PROMPT: From the data below, repeat exactly the lines from the line with "background as (x, y), one per line" to the line with "on pavement as (x, y), one per line", both included.

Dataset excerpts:

·····

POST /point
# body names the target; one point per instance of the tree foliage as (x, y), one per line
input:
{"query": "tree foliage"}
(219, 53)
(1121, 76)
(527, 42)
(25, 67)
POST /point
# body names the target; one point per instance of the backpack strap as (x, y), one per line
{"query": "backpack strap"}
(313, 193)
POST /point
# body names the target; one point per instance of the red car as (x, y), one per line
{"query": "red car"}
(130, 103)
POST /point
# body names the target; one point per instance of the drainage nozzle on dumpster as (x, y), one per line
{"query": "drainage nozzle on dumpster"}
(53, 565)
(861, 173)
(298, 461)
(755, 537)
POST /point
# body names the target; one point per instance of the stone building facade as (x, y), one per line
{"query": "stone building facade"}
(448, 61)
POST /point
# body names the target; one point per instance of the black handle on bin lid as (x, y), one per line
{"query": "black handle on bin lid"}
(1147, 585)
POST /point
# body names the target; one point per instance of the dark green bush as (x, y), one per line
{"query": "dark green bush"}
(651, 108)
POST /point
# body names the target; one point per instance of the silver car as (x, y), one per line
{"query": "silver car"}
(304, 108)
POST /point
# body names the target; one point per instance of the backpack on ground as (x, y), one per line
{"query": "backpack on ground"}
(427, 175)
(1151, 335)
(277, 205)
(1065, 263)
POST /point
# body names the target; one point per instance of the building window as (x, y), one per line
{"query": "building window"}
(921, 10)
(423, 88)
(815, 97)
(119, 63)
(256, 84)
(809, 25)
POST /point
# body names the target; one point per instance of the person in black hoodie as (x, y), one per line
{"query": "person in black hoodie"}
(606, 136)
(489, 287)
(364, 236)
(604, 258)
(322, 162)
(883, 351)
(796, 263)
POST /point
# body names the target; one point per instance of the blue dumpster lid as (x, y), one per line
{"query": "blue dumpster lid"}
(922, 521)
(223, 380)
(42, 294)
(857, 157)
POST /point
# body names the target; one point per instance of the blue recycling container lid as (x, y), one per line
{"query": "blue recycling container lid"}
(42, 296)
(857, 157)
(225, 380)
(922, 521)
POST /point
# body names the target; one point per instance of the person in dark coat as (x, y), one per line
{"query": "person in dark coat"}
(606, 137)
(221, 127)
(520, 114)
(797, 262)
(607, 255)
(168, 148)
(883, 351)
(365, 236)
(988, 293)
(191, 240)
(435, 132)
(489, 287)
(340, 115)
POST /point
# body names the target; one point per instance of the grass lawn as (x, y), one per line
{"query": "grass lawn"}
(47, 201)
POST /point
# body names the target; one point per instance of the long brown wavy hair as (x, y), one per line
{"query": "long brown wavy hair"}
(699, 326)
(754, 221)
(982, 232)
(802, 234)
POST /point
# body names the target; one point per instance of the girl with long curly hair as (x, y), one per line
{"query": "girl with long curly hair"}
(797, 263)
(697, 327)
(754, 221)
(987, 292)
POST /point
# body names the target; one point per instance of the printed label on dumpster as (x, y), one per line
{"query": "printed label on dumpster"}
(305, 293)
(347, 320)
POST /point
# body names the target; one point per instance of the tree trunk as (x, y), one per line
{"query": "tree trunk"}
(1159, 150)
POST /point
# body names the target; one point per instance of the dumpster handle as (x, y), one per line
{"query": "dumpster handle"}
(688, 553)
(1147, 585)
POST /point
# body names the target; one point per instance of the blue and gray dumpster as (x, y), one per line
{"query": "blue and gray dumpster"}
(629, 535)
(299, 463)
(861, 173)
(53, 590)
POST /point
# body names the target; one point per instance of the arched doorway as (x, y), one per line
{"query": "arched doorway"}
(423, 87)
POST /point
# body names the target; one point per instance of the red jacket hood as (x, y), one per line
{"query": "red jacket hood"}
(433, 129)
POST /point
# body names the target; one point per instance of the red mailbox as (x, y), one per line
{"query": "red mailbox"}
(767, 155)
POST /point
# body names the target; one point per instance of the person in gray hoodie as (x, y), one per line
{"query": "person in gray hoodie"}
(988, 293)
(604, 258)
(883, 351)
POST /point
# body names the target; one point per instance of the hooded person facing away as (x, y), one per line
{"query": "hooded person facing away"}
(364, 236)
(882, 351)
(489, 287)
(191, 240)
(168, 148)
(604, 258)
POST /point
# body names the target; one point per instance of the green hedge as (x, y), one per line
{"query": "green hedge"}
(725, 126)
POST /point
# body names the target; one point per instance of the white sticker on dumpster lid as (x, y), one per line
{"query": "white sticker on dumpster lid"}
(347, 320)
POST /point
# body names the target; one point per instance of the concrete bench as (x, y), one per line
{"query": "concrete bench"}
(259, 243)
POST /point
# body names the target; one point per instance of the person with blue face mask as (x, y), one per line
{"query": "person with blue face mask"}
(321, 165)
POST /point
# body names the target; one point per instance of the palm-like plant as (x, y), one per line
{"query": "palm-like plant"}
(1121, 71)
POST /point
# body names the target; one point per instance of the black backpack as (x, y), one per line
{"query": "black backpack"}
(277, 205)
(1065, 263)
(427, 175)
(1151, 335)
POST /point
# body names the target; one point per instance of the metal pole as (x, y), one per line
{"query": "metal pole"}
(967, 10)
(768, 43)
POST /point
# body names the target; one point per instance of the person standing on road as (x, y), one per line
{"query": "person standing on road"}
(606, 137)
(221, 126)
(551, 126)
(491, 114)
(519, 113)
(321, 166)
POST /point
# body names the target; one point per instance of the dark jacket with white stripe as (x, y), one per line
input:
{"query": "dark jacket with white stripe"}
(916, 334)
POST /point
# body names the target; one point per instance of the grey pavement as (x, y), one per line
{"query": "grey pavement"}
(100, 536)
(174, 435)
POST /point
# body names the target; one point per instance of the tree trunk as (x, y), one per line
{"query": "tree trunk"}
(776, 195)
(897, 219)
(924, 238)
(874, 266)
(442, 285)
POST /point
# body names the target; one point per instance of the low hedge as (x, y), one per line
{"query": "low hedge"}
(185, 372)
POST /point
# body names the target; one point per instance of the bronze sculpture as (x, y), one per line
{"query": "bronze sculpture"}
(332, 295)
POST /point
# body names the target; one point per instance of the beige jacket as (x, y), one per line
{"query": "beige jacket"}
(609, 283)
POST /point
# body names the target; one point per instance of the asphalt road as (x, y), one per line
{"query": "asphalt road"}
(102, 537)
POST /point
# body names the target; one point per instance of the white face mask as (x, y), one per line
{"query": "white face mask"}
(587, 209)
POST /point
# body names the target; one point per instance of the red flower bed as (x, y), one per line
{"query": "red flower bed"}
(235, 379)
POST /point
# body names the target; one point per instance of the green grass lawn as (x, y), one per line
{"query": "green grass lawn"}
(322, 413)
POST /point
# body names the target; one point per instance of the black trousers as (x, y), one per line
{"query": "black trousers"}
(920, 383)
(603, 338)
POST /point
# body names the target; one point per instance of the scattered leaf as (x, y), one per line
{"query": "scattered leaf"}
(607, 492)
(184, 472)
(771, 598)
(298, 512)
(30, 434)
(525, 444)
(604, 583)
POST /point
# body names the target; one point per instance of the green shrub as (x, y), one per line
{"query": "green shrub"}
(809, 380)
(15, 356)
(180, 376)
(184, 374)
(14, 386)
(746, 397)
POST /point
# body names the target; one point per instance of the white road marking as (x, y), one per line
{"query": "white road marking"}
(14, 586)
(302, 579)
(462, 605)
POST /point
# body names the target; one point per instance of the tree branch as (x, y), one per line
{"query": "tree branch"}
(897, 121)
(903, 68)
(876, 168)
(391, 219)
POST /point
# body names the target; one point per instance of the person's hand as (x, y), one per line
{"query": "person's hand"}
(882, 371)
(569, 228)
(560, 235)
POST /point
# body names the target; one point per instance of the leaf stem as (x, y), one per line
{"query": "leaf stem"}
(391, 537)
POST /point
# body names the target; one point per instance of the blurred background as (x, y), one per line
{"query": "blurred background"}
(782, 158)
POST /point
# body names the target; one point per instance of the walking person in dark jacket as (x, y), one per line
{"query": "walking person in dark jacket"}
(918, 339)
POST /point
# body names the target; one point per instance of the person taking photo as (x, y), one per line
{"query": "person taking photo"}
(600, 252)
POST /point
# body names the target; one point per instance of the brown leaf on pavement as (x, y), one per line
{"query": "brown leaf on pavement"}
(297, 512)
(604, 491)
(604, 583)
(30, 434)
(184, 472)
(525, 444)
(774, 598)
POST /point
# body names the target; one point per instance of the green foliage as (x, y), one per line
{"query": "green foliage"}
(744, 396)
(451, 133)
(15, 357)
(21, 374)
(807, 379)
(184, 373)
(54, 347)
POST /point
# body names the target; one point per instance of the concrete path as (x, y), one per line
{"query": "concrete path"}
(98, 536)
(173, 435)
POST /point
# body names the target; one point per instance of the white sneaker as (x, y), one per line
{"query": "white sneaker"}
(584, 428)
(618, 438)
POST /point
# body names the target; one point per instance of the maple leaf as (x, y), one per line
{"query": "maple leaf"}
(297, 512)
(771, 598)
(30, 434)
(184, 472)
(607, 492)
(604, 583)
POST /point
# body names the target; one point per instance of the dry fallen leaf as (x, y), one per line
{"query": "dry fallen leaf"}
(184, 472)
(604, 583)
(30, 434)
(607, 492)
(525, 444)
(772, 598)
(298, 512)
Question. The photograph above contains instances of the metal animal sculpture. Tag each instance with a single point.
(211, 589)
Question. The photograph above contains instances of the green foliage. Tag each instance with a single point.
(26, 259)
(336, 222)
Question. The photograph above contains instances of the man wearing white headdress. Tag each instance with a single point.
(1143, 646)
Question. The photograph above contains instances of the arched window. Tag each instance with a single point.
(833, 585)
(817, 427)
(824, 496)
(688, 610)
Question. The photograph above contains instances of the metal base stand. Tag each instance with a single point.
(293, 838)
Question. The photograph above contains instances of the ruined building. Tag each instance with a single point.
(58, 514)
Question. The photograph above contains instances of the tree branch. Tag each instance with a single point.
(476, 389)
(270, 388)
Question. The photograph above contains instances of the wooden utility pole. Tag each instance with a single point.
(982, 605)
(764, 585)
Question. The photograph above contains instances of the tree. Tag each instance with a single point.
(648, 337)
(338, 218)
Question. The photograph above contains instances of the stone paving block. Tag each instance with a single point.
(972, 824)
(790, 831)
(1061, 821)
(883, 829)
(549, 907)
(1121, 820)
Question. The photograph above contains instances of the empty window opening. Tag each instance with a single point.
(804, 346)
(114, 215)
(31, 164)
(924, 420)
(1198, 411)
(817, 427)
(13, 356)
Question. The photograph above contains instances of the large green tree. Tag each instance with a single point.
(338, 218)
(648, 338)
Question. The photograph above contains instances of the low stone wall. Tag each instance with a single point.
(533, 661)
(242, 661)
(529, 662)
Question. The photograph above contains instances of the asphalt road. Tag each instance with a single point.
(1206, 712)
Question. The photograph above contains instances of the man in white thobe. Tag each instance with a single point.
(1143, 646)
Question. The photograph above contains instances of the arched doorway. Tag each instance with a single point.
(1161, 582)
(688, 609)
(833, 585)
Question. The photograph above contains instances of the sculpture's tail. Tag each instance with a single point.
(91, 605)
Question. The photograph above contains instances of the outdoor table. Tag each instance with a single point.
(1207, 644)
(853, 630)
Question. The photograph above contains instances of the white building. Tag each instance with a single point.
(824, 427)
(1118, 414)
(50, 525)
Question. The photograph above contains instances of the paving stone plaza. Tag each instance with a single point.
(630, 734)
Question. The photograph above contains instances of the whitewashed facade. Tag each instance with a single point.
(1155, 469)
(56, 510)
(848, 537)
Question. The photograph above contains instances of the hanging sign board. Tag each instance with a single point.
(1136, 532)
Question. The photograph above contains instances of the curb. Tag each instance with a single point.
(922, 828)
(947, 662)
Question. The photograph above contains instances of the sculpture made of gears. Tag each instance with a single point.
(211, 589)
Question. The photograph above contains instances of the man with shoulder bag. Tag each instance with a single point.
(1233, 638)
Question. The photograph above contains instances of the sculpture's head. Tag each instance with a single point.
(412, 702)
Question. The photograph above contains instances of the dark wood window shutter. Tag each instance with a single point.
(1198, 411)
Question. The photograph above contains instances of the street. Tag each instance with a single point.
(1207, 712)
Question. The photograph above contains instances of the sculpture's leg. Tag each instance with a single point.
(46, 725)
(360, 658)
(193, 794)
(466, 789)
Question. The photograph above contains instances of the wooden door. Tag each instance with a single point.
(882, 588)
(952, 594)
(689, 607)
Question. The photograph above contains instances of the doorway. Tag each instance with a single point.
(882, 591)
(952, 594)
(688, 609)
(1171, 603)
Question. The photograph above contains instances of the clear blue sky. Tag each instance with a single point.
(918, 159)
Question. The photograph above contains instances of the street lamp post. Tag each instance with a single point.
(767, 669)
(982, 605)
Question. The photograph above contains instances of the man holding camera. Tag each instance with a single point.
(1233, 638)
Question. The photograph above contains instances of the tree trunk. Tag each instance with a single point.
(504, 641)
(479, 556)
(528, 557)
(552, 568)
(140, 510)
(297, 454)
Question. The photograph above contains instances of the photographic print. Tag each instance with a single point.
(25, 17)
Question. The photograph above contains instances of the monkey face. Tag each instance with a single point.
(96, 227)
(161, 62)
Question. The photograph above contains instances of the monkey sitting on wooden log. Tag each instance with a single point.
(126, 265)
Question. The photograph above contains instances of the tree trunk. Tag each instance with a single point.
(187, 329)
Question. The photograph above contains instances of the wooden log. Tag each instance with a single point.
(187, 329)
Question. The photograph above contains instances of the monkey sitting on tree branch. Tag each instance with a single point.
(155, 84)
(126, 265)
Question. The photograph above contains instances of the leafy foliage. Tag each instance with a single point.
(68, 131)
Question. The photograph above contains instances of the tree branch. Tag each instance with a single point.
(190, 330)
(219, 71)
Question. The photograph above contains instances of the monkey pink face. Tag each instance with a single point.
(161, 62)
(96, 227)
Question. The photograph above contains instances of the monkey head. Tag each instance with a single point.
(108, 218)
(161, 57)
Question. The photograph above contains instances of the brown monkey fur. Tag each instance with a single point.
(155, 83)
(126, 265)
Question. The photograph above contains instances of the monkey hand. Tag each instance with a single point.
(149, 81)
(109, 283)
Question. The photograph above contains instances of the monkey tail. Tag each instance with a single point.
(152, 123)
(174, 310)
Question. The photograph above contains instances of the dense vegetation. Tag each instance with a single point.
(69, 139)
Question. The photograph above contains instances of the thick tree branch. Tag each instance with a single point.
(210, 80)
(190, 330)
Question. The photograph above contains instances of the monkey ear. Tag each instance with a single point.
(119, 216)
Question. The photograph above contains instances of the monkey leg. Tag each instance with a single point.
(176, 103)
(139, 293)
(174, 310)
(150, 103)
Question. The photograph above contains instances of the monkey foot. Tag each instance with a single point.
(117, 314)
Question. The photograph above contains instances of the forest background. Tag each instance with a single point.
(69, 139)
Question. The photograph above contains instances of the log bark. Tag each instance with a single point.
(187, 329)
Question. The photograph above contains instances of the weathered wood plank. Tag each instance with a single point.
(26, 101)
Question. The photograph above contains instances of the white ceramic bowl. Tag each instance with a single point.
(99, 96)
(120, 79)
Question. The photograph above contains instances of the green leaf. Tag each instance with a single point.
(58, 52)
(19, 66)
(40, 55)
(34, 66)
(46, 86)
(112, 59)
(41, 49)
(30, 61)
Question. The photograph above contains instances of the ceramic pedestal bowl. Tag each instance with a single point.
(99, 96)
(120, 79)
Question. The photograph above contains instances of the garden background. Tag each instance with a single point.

·····

TASK ANSWER:
# body names the target; one point per instance of the blurred background as (x, y), one per line
{"query": "blurred background"}
(782, 158)
POST /point
# body names the target; one point per instance of the walking person in dark jacket as (x, y), one per line
{"query": "walking person in dark jacket"}
(918, 339)
POST /point
# body names the target; one point per instance of the person taking photo as (x, y), one per line
{"query": "person taking photo"}
(600, 252)
POST /point
# body names the target; one point per instance of the brown leaf on pavement as (x, y), one per line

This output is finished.